▼
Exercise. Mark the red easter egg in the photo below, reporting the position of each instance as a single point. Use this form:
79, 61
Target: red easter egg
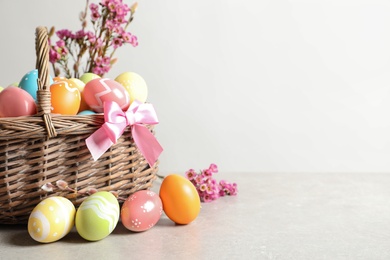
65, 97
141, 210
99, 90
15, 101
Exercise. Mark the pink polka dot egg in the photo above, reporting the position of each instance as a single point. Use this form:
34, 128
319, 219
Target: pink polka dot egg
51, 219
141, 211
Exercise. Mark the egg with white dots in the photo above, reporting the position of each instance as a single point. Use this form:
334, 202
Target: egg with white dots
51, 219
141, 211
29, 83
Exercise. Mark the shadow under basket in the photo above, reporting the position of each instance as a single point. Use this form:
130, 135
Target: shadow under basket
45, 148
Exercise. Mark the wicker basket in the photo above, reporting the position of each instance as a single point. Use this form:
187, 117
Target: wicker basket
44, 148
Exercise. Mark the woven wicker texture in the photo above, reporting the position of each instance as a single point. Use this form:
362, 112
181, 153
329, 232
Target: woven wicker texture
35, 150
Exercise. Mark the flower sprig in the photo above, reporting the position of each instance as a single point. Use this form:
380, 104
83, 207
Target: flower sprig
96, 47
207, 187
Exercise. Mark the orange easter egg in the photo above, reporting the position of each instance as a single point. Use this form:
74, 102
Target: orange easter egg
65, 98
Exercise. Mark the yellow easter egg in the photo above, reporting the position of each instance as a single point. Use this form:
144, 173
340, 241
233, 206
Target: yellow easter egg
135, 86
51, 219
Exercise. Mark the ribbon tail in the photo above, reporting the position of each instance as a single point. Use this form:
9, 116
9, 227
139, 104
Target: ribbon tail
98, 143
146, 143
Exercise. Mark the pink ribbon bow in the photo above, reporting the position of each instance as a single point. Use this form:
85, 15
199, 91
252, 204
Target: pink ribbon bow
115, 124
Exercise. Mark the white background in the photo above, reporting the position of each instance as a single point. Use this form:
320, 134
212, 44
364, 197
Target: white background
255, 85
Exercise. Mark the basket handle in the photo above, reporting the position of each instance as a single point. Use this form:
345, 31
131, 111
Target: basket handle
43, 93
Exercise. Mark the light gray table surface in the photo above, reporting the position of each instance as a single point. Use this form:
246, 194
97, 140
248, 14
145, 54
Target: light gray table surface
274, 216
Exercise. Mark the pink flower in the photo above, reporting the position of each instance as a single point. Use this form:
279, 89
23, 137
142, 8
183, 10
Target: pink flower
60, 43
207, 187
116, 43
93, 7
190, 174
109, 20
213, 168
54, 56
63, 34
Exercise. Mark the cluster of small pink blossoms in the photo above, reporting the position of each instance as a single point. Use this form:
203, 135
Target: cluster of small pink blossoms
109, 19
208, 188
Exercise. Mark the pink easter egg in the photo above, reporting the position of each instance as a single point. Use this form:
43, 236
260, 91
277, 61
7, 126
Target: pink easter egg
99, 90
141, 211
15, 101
▲
Given exercise: Copy the listing above word for word, from the line containing "Exercise. Mark the cluster" through the end of the listing, including both of those lines.

Task solution:
Exercise. Mark the cluster of small pink blossoms in the photo above, reporting the position of each instance as a single point. Use this form:
203, 135
Target: cluster of small pink blossoms
109, 19
208, 188
Exercise. Mark the pink easter egg in the photo above, reporting the position of each instance as a single point. Use this form:
43, 236
260, 91
277, 61
7, 126
Target: pink easter egg
99, 90
141, 211
15, 101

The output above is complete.